What you will do
Can you retype only the lines from the one with "Practice step: locate the gutter" through the final line of the material, exactly as given?

Recorded information

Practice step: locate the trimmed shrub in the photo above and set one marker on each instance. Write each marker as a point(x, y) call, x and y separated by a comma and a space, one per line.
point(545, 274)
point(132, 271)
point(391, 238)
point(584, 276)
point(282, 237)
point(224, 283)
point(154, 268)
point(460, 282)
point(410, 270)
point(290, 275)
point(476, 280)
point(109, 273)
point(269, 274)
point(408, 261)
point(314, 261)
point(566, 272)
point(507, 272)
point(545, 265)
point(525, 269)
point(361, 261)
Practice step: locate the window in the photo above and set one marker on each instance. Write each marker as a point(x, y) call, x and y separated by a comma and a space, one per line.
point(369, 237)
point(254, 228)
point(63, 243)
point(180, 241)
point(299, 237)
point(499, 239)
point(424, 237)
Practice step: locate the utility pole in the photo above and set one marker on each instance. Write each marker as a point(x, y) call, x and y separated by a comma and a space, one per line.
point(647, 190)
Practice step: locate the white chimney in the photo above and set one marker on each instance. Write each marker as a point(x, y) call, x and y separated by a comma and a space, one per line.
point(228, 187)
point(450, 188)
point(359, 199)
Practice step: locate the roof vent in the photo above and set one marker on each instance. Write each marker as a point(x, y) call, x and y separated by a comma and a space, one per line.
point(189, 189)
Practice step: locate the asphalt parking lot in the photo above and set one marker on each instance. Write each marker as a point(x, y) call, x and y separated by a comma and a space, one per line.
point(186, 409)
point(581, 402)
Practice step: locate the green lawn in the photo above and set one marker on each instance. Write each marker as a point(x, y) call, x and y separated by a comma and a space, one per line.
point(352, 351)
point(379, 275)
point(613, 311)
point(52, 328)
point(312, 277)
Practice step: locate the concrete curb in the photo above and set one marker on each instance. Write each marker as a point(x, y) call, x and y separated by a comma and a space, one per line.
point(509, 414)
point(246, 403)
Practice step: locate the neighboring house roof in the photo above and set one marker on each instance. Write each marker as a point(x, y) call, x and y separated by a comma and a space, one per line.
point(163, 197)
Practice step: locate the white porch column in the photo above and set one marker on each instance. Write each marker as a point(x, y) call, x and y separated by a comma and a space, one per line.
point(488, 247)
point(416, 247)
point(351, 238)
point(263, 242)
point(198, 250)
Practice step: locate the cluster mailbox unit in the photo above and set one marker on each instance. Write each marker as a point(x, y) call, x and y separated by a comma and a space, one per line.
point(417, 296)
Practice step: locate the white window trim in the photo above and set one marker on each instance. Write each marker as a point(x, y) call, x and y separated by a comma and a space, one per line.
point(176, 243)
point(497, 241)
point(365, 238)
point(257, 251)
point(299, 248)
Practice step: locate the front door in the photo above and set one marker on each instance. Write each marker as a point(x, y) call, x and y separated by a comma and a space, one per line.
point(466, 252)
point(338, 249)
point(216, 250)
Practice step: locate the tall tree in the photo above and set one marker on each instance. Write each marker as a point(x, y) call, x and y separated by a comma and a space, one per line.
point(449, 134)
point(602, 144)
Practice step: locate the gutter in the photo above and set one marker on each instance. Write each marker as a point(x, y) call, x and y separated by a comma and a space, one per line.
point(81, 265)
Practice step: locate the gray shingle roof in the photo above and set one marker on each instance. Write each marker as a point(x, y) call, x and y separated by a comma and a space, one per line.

Finished exercise
Practice step: locate the gutter in the photo above and set one marker on each instance. Write each marker as a point(x, y) call, x and y separated by a comma and a space, one per line.
point(81, 265)
Practice step: locate the gray shingle roof in the photo above and set one marker on each instance. Write each marker as a point(x, y) call, x and y separated by a comma and a space, one per line.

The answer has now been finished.